*Written exercise*
Please return every row below that contains the string "skate", copied in full. Case counts, so match the capitalization exactly.

*Supplied data*
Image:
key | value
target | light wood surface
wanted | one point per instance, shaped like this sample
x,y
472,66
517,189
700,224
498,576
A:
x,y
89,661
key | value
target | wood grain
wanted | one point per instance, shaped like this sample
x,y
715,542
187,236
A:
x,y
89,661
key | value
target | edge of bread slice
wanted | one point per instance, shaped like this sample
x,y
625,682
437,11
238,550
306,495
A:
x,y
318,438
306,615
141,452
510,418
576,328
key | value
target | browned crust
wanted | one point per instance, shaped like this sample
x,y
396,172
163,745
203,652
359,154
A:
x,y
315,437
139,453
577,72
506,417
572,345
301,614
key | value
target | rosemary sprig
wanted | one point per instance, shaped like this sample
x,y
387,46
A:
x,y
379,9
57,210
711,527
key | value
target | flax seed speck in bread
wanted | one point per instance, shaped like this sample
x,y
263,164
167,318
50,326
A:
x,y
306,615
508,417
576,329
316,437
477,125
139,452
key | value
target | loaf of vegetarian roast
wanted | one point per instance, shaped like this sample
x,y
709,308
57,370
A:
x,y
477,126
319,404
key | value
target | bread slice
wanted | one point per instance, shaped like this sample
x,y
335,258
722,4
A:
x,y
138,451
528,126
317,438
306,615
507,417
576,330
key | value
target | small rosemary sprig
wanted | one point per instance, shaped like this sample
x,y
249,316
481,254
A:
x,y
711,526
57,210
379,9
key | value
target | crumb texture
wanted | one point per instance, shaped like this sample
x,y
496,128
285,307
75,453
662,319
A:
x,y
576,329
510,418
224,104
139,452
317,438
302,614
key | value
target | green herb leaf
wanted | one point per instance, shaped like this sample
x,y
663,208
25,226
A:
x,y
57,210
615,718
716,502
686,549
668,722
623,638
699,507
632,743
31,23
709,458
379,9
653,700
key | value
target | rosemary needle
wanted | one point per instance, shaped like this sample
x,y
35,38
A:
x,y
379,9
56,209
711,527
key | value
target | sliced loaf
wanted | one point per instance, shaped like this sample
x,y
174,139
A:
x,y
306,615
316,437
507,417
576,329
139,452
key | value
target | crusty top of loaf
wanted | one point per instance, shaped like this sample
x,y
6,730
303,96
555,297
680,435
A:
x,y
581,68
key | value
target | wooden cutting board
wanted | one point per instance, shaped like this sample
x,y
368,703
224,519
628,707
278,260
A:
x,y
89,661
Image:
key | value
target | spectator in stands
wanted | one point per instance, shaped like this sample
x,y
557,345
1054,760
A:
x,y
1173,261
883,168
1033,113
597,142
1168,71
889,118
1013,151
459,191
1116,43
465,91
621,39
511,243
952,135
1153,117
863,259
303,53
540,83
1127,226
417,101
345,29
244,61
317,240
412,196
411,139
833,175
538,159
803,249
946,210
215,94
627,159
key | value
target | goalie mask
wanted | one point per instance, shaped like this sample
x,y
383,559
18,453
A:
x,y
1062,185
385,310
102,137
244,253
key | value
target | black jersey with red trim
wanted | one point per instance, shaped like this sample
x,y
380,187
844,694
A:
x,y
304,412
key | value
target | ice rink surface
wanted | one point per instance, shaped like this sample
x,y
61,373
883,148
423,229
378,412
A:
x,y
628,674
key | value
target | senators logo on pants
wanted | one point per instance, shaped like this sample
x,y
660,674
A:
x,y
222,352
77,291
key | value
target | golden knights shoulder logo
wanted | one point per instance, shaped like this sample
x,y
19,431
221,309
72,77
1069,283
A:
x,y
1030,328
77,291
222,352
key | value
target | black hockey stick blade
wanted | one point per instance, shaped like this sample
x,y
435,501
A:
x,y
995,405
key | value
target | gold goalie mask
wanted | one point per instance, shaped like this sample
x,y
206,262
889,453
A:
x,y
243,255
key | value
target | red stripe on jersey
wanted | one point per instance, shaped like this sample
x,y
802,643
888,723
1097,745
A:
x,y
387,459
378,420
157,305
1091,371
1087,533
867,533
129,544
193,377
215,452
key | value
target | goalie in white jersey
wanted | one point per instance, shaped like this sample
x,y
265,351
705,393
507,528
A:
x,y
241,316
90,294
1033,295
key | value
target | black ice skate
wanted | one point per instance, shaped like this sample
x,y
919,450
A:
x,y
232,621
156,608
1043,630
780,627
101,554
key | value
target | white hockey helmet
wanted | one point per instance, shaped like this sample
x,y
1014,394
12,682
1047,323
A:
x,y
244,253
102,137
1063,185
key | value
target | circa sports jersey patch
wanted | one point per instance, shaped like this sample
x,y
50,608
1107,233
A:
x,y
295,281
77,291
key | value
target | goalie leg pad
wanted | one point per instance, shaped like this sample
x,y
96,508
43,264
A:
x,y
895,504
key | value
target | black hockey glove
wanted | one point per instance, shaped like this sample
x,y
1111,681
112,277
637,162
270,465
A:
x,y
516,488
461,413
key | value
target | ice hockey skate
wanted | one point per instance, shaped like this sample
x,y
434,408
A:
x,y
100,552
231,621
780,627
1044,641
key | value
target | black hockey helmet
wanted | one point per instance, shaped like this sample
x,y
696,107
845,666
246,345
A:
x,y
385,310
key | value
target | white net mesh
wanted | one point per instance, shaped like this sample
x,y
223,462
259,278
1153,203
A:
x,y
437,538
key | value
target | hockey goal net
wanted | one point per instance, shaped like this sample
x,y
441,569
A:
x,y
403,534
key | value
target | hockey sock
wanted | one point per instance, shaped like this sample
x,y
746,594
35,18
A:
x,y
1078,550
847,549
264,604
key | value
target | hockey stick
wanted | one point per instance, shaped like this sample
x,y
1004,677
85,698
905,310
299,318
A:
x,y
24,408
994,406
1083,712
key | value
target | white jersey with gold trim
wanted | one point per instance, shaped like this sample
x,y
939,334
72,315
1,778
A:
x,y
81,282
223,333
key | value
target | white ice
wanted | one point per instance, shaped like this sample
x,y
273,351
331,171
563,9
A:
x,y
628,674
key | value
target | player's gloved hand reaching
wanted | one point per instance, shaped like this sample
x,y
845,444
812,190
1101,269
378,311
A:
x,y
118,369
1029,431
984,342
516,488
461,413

*Solution for this exercise*
target | black ice skate
target | ice hockey skate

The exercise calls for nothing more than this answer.